* Extrait du texte *
========================

Quelle est la position de Rachad par rapport à la suite des actions du hirak parisien post-marche du 13 septembre que vous avez boycottée suite à la polémique générée par la participation du collectif « Double rupture » ?

Tout d’abord le mouvement Rachad n’a pas boycotté, il a annulé l’appel à la marche initiale de République à Concorde, dont « Double rupture » n’était pas associée à l’organisation. Du moment que d’autres organisations et collectifs qui étaient avec nous dans la démarche unitaire ont décidé, sans nous en informer, de changer l’itinéraire convenu de la marche, sous prétexte que ce dernier soit refusé par les services de la préfecture, en plus de publier un appel signé par des organisations cette fois ci avec « Double rupture », nous avons décidé avec d’autres partenaires de prendre notre responsabilité et d’annuler la marche initiale pour qu’il y ait pas deux marches à la fois du hirak à Paris. Pour la suite des actions, à Paris et ailleurs, notre mouvement est pleinement associé avec un strict respect des slogans imposés par l’intérieur du pays, ce qui a été rappelé cette semaine dans des vidéos par des anciens détenus d’opinion et notamment à Bouira lors du dernier vendredi 84.

Depuis plusieurs semaines, votre mouvement est au coeur d’un débat idéologique houleux, surtout sur les réseaux sociaux, marqué par beaucoup d’invectives de part et d’autre contre des militants hirakistes. Ne regrettez-vous pas la manière dont les choses se sont passées ne serai-ce que sur la forme ?

Nous avons toujours dit, et nous l’affirmons encore aujourd’hui que parler d’idéologie dans les conditions politiques actuelles est une forme d’idiotie politique qui ne sert qu’à alimenter la contre-révolution,  qui est en marche depuis mai 2020. Vous remarquerez que le débat idéologique avec des invectives verbales à la limite des appels au meurtres, sont survenus depuis l’apparition du groupuscule « Double rupture » à place de la République en cette même période, nous avons en tant que mouvement et en tant que personnes été les premières victimes verbale de ces attaques. La contre-révolution veut imposer le débat idéologique clivant afin de fractionner le hirak et de réduire de son intensité, à la limite c’est de bonne guerre, par contre vouloir évacuer l’histoire douloureuse qu’a connu notre pays durant les année 1990, sans un processus de vérité et de justice et faire la lumière sur toutes les responsabilités pénales et politiques de tous les acteurs qui ont conduit cette période, relève pour nous de l’amnésie et de l’irresponsabilité politique qui ne pourra conduire malheureusement à une véritable réconciliation nationale.

========================

* Données fournies *
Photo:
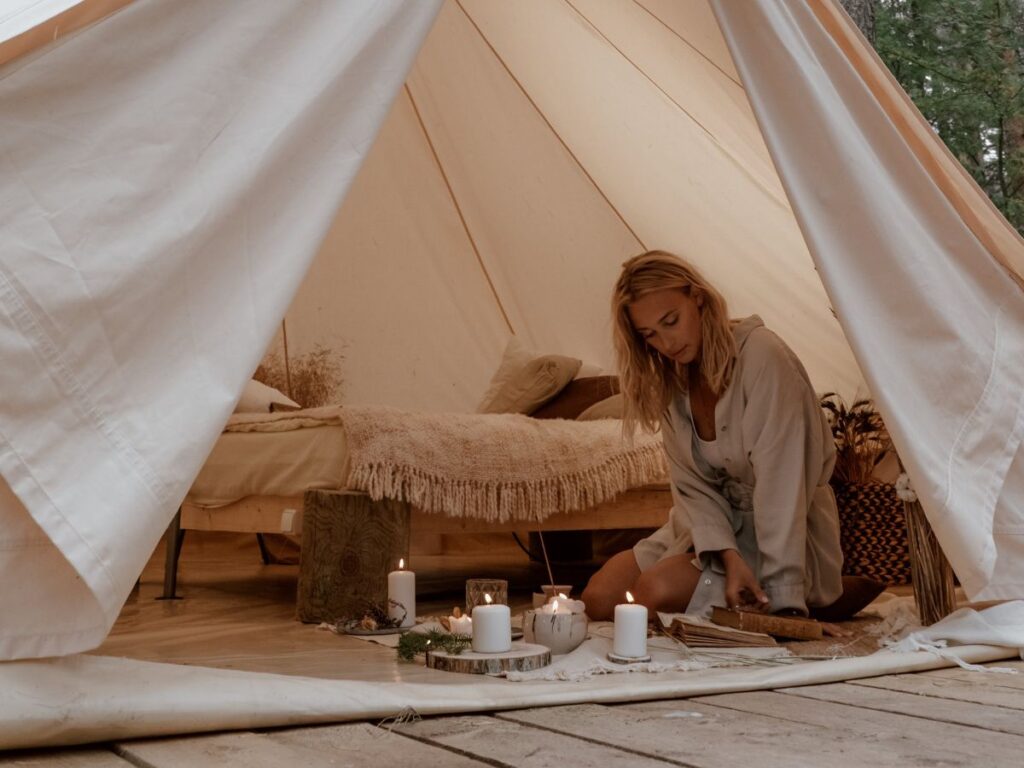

========================

* Travail à faire *
1. Réécrivez l'extrait de « Depuis plusieurs semaines, votre » à « sur la forme ? » en mettant « forums en ligne » à la place de « réseaux sociaux ».
2. Traduisez en anglais cette phrase de l'extrait : « Depuis plusieurs semaines, votre mouvement est au coeur d’un débat idéologique houleux, surtout sur les réseaux sociaux, marqué par beaucoup d’invectives de part et d’autre contre des militants hirakistes. »
3. D'après l'extrait, depuis quand la contre-révolution est-elle en marche ?
Basez-vous uniquement sur l'extrait.

* Réponses dans l'ordre *
1.
Depuis plusieurs semaines, votre mouvement est au coeur d’un débat idéologique houleux, surtout sur les forums en ligne, marqué par beaucoup d’invectives de part et d’autre contre des militants hirakistes. Ne regrettez-vous pas la manière dont les choses se sont passées ne serai-ce que sur la forme ?

2. For several weeks, your movement has been at the center of a heated ideological debate, especially on social media, marked by many insults from both sides against Hirak activists.

3. Depuis mai 2020.